- **Written task**: Write out each of the following lines verbatim, keeping their order.

- **Listed entries**:
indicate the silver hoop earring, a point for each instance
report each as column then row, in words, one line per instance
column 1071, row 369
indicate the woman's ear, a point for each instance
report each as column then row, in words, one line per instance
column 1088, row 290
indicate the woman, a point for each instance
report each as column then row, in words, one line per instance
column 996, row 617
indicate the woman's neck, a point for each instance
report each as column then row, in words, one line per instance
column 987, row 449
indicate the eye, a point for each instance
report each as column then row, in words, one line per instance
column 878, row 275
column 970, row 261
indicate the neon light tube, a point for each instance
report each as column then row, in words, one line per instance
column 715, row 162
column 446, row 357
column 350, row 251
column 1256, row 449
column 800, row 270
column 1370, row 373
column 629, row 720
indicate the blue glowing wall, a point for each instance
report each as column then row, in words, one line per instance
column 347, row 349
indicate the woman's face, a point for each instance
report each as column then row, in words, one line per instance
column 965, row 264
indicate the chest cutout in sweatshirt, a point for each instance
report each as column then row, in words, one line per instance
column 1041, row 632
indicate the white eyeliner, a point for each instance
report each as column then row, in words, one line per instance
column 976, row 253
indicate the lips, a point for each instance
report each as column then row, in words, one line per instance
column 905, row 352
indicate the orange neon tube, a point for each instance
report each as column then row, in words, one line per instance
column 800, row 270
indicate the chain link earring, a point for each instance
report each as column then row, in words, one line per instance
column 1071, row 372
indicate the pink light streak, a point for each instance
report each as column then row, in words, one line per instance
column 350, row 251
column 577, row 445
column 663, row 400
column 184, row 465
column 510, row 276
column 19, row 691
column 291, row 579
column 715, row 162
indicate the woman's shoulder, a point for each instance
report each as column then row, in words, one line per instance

- **Response to the task**:
indicate the silver hoop earring, a point for each instance
report each as column then row, in words, one line per instance
column 1071, row 369
indicate the woman's ear, a point for each instance
report each as column then row, in words, one line per instance
column 1088, row 290
indicate the woman, a point for each instance
report each as column then row, in words, one line per instance
column 996, row 617
indicate the woman's neck, a point for each instance
report each as column then row, in words, one line per instance
column 987, row 449
indicate the eye, a point for each instance
report each as column then row, in words, one line per instance
column 878, row 275
column 970, row 261
indicate the neon light tube, a point for each instance
report each as column then row, in words, one line per instance
column 715, row 162
column 446, row 357
column 350, row 251
column 1256, row 449
column 800, row 270
column 1370, row 373
column 629, row 720
indicate the blue glowing wall, a point for each instance
report each as column then row, in words, one line per instance
column 347, row 349
indicate the woman's face, a point for each instance
report each as column then row, in words, one line per instance
column 965, row 264
indicate the chest cutout in sweatshirt, a point for each instance
report each as column then row, in words, one line per instance
column 1041, row 632
indicate the white eyeliner, a point for each instance
report each as column then row, in words, one line per instance
column 976, row 253
indicate the lips, a point for each instance
report each as column then row, in words, one line per instance
column 905, row 352
indicate the orange neon tube, a point for each instance
report each as column then row, in words, one line per instance
column 800, row 270
indicate the chain link earring, a point for each instance
report each as column then row, in words, one line per instance
column 1071, row 372
indicate the pink light streak, a point for each instance
report each as column then row, in words, one line per instance
column 350, row 251
column 577, row 445
column 663, row 400
column 184, row 465
column 510, row 276
column 19, row 691
column 291, row 579
column 715, row 162
indicate the woman's shoulder, a point for each instance
report each as column then row, in words, one line per instance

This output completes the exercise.